- [SEZIONE DEL DOCUMENTO]:
===
Oggi chi ha potere decisionale ha il compito non facile di spostarsi da un approccio tattico alla business continuity verso una strategia a lungo termine, focalizzata su resilienza e agilità. Questo tipo di pensiero sulla resilienza comprende diversi aspetti. Innanzitutto è necessario studiare a fondo l’azienda, il suo portfolio di prodotti o di servizi e il modo in cui questi vengono erogati, le supply chain e le strutture che li supportano, i sistemi IT e lo staff necessario per distribuirli in modo affidabile.

Tutto questo comporta una ricerca attiva di potenziali punti deboli o colli di bottiglia. Nelle prime settimane di pandemia, per esempio, diverse aziende hanno dovuto scontrarsi con il fatto che erano del tutto impreparate a far sì che molti impiegati lavorassero da casa. Alcune non possedevano un numero sufficiente di endpoint per scalare velocemente le postazioni di lavoro remoto. Altre non riuscivano ad aumentare abbastanza velocemente la loro capacità di accesso da remoto e molti dipendenti capivano che nulla era stato preparato affinché potessero lavorare da casa per settimane se non addirittura per mesi. Di conseguenza molti lavoratori da remoto hanno dovuto affrontare problemi inattesi come disponibilità limitata di banda (“basta giocare con quella Xbox, papà e mamma devono lavorare!”), o un livello alto di stress dovuto al fatto di lavorare sempre da casa.

Oltre gli aspetti tecnici: per una forza lavoro motivata e resiliente

Per arrivare a una vera resilienza, le aziende devono smettere di concentrarsi unicamente sull’infrastruttura tecnica, sulla supply chain e sui processi di business; piuttosto, è necessario formare persone resilienti. Nel mercato di oggi, caratterizzato dall’essere always-on, resilienza significa soprattutto riuscire a passare senza intoppi dal lavoro in ufficio on-premise a quello remoto e viceversa, e che ciò sia possibile per migliaia di dipendenti fin dal primo giorno di una eventuale crisi. Questo comporta mettere a disposizione degli impiegati le tecnologie e i flussi di lavoro necessari: servizi cloud per collaborare in team distribuiti, workspace digitali per lavorare in modo comodo e sicuro da casa (o da ovunque), con qualsiasi dispositivo e un monitoraggio centralizzato guidato dall’intelligenza artificiale per offrire un ambiente di lavoro che permetta le performance migliori.
===
[Dati di localizzazione dei punti]
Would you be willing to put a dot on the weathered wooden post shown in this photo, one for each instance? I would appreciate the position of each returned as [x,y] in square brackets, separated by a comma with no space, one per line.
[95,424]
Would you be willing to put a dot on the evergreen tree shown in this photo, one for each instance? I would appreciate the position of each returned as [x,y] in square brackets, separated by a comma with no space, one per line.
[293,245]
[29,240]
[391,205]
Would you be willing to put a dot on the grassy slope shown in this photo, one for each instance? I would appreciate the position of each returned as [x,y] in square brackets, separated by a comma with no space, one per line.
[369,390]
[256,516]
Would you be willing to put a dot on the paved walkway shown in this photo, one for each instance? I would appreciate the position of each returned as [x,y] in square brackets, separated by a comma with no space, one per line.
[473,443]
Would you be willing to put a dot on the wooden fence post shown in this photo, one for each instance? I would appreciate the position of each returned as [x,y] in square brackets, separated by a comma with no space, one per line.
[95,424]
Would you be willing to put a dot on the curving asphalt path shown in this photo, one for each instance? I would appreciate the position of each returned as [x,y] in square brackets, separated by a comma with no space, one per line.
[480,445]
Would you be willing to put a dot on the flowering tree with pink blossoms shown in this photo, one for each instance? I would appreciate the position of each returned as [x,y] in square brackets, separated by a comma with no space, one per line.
===
Prosegui il testo sulla resilienza aziendale a partire dall'ultima frase riportata. Le voci provengono da un'altra fonte.

Tuttavia, e cosa più importante, le persone resilienti non hanno a che fare solo con una tecnologia che permette loro di lavorare ovunque, ma è necessario che dispongano di strutture, flussi di lavoro e personale specializzato che si occupi del loro benessere fisico e mentale. Secondo la ricerca di Gallup “State of the Global Workplace Report, molte aziende devono infatti far fronte a una mancanza di motivazione da parte dei dipendenti: a livello globale la ricerca ha fatto emergere che solo il 15% dei dipendenti si sente motivato al lavoro, i due terzi non si sentono particolarmente motivati e un 18% si sente addirittura demotivato. Quindi, per acquisire una vera resilienza le aziende devono chiedersi in che modo possono motivare i dipendenti.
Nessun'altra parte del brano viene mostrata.